TASK DESCRIPTION: In the passage about social responsibility in the financial sector, reproduce the text word for word, starting with "How should the" and going on through "being left behind.".

At the end of last month Christine Lagarde, Managing Director of the IMF, quoted Aristotle on the need for a personal sense of purpose to be linked to a social purpose. Speaking in the heart of the City at the annual World Traders’ Tacitus lecture she called for the financial sector to develop “broader social responsibility.”
She noted that Fintech is producing cheaper and more accessible products to drive an inclusion revolution; that a higher share of women on boards is correlated to more financial stability and sustainable growth; that the younger generations prefer to invest in financial instruments with social impact.
Today, achieving social cohesion in our societies is key. The widening of the net of financial and societal gains of the last forty years is essential to underpin democracy and sensible government.
How should the corporate and financial sector react? Here are four suggestions for companies already on this journey, and for those who are being left behind.

DATA EXTRACT:
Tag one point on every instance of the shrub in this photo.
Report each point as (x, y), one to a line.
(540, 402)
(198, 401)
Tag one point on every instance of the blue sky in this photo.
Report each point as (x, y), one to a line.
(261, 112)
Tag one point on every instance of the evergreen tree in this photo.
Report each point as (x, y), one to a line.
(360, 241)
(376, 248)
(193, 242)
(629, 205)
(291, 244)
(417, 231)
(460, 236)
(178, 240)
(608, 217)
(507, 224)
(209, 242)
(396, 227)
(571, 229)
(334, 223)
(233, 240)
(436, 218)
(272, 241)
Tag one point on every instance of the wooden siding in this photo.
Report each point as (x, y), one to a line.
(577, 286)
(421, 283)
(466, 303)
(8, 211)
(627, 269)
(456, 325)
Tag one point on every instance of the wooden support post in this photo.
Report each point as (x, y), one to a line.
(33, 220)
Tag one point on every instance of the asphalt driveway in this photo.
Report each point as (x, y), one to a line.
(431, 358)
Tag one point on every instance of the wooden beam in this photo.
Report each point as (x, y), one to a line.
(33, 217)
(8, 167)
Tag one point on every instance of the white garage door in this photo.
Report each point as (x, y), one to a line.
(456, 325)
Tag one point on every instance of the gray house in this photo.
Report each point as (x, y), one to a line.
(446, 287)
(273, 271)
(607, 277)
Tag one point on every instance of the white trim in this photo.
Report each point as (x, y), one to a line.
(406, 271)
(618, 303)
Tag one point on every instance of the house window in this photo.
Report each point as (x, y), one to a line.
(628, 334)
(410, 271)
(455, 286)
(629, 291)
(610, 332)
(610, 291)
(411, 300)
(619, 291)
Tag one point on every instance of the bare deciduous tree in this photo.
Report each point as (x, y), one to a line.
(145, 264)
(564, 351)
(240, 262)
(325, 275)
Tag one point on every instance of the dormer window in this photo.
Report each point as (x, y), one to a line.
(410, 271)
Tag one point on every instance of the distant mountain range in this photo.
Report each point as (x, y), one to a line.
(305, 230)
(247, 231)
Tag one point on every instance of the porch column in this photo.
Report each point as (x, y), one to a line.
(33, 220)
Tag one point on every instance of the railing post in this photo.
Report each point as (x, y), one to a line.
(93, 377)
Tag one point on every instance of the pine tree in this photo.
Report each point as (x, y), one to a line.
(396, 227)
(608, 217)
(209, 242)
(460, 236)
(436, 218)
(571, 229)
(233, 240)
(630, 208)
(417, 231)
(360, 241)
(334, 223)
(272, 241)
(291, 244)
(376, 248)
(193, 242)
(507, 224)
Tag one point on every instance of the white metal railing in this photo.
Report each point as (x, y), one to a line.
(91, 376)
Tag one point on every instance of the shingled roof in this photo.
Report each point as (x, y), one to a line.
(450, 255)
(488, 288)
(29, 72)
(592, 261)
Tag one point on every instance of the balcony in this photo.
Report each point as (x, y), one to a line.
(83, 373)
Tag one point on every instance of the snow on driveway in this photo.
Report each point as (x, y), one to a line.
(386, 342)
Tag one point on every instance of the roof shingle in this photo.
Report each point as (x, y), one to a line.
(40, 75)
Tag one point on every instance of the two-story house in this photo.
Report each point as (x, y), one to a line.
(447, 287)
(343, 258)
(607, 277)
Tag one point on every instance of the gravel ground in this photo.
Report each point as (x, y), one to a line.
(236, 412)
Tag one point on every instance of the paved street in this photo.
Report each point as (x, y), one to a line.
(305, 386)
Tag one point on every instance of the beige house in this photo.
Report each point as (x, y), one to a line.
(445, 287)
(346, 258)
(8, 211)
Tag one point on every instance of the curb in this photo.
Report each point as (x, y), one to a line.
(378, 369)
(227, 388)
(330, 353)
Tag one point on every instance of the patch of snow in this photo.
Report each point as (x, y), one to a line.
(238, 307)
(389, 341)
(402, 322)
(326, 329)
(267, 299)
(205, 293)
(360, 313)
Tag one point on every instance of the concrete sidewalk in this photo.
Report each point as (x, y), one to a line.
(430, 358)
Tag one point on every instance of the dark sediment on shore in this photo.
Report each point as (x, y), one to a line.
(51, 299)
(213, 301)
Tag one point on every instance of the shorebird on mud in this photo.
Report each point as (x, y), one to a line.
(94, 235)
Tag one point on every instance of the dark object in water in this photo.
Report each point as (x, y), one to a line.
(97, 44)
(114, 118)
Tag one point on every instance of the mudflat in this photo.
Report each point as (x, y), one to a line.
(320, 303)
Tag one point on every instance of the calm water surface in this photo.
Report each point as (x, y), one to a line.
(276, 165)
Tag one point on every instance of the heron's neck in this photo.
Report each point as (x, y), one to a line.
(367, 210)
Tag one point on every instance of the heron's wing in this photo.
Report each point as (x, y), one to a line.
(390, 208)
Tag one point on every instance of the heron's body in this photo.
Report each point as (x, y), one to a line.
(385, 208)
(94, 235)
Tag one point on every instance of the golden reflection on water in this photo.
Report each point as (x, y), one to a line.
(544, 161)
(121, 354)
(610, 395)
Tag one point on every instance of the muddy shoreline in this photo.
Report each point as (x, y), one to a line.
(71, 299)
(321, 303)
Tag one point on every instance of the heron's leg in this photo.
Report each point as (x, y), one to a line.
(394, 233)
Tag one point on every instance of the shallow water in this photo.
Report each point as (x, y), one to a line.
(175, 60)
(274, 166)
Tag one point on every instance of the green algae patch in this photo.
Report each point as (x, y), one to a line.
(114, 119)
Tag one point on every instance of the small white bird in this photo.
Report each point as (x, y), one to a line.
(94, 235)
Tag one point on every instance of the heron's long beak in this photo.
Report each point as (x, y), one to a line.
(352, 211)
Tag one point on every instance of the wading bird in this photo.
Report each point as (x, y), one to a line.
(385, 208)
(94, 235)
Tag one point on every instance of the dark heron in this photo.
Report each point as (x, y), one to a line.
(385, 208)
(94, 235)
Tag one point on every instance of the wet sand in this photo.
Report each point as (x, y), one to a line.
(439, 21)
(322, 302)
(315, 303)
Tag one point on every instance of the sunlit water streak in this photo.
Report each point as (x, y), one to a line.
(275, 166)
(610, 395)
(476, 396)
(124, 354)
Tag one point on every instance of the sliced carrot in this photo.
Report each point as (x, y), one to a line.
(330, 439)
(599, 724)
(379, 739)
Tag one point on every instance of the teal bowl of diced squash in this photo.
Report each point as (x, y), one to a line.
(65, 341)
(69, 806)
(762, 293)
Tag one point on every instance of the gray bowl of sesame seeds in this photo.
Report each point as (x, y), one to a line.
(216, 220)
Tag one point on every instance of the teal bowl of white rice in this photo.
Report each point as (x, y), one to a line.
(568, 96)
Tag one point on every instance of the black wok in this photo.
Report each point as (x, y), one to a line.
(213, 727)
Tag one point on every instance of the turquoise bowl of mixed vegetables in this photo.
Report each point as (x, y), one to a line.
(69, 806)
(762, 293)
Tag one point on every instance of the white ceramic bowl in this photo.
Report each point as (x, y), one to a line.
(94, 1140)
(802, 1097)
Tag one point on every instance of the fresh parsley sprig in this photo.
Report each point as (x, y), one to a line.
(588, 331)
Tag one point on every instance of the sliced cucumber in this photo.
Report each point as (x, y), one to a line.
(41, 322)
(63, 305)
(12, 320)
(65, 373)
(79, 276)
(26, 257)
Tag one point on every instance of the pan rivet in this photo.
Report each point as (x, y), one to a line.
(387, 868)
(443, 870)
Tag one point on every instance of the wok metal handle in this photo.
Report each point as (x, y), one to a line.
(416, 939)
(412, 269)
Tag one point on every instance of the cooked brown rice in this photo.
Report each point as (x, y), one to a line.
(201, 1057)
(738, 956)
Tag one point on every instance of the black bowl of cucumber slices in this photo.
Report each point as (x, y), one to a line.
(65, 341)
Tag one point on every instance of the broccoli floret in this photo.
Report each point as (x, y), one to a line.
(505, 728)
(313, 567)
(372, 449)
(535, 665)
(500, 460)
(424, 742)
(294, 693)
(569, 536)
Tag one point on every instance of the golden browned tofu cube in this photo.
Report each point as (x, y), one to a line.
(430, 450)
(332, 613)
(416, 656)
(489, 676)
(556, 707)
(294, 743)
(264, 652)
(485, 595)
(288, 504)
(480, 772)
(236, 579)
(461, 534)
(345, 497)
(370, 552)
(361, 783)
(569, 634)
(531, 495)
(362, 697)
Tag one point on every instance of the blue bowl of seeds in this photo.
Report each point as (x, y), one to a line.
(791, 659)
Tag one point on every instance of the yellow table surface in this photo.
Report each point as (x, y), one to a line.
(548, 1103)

TASK RESPONSE:
How should the corporate and financial sector react? Here are four suggestions for companies already on this journey, and for those who are being left behind.